WHAT NEEDS TO BE DONE: Word for word, reproduce all entries below, leaving every picture out.

Saved data entries:

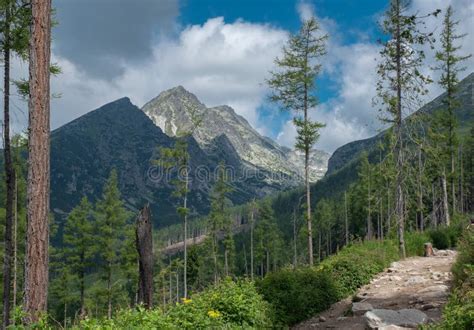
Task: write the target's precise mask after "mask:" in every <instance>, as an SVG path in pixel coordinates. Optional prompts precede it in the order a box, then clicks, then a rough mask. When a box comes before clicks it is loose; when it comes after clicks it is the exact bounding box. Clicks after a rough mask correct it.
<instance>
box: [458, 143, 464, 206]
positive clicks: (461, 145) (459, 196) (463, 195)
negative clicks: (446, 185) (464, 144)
mask: <svg viewBox="0 0 474 330" xmlns="http://www.w3.org/2000/svg"><path fill="white" fill-rule="evenodd" d="M464 209H465V208H464V164H463V151H462V145H461V146H460V147H459V211H460V212H461V213H462V214H464Z"/></svg>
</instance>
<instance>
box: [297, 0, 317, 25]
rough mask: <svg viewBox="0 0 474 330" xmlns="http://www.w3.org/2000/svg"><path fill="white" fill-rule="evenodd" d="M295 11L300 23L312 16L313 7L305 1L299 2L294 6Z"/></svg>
mask: <svg viewBox="0 0 474 330" xmlns="http://www.w3.org/2000/svg"><path fill="white" fill-rule="evenodd" d="M296 10H297V11H298V15H299V16H300V20H301V21H302V22H304V21H307V20H308V19H310V18H311V17H313V16H314V5H313V4H312V3H309V2H307V1H299V2H298V4H297V5H296Z"/></svg>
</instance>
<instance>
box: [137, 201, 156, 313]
mask: <svg viewBox="0 0 474 330" xmlns="http://www.w3.org/2000/svg"><path fill="white" fill-rule="evenodd" d="M136 226H137V227H136V245H137V252H138V268H139V273H138V303H143V304H144V306H145V308H147V309H150V308H152V307H153V232H152V223H151V212H150V206H149V205H146V206H145V207H144V208H143V209H142V210H141V211H140V213H139V214H138V217H137V220H136Z"/></svg>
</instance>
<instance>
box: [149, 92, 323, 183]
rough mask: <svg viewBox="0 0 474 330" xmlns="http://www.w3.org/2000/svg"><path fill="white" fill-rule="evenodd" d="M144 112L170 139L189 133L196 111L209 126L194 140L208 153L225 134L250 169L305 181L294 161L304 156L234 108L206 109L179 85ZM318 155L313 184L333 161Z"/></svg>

RESULT OF THE TASK:
Task: write the target's precise mask after "mask:" in every <instance>, as an SVG path in pixel coordinates. Optional prompts precede it in the order a box, then clicks, then a rough mask. When a box comes before clicks it is loose; when it comes after clicks it is the exact bounding box. Clicks after a rough mask correct it.
<instance>
box: [458, 143, 464, 206]
positive clicks: (461, 145) (459, 196) (463, 195)
negative clicks: (446, 185) (464, 144)
mask: <svg viewBox="0 0 474 330" xmlns="http://www.w3.org/2000/svg"><path fill="white" fill-rule="evenodd" d="M464 209H465V208H464V164H463V151H462V145H461V146H460V147H459V211H460V212H461V213H462V214H464Z"/></svg>
</instance>
<instance>
box: [297, 0, 317, 25]
rough mask: <svg viewBox="0 0 474 330" xmlns="http://www.w3.org/2000/svg"><path fill="white" fill-rule="evenodd" d="M295 11L300 23L312 16L313 7L305 1L299 2L294 6Z"/></svg>
mask: <svg viewBox="0 0 474 330" xmlns="http://www.w3.org/2000/svg"><path fill="white" fill-rule="evenodd" d="M296 10H297V11H298V15H299V16H300V20H301V21H302V22H304V21H307V20H308V19H310V18H311V17H313V16H314V5H313V4H312V3H309V2H307V1H299V2H298V4H297V5H296Z"/></svg>
</instance>
<instance>
box: [137, 201, 156, 313]
mask: <svg viewBox="0 0 474 330" xmlns="http://www.w3.org/2000/svg"><path fill="white" fill-rule="evenodd" d="M136 226H137V227H136V245H137V252H138V268H139V273H138V303H143V304H144V306H145V308H147V309H150V308H152V307H153V232H152V223H151V212H150V206H149V205H146V206H145V207H144V208H143V209H142V210H141V211H140V213H139V214H138V217H137V220H136Z"/></svg>
</instance>
<instance>
box: [149, 92, 323, 183]
rough mask: <svg viewBox="0 0 474 330" xmlns="http://www.w3.org/2000/svg"><path fill="white" fill-rule="evenodd" d="M144 112L170 139L189 133L196 111L209 126L194 140L208 153L225 134L250 169L305 181L294 161L304 156L234 108L206 109L179 85ZM318 155L313 184L333 161Z"/></svg>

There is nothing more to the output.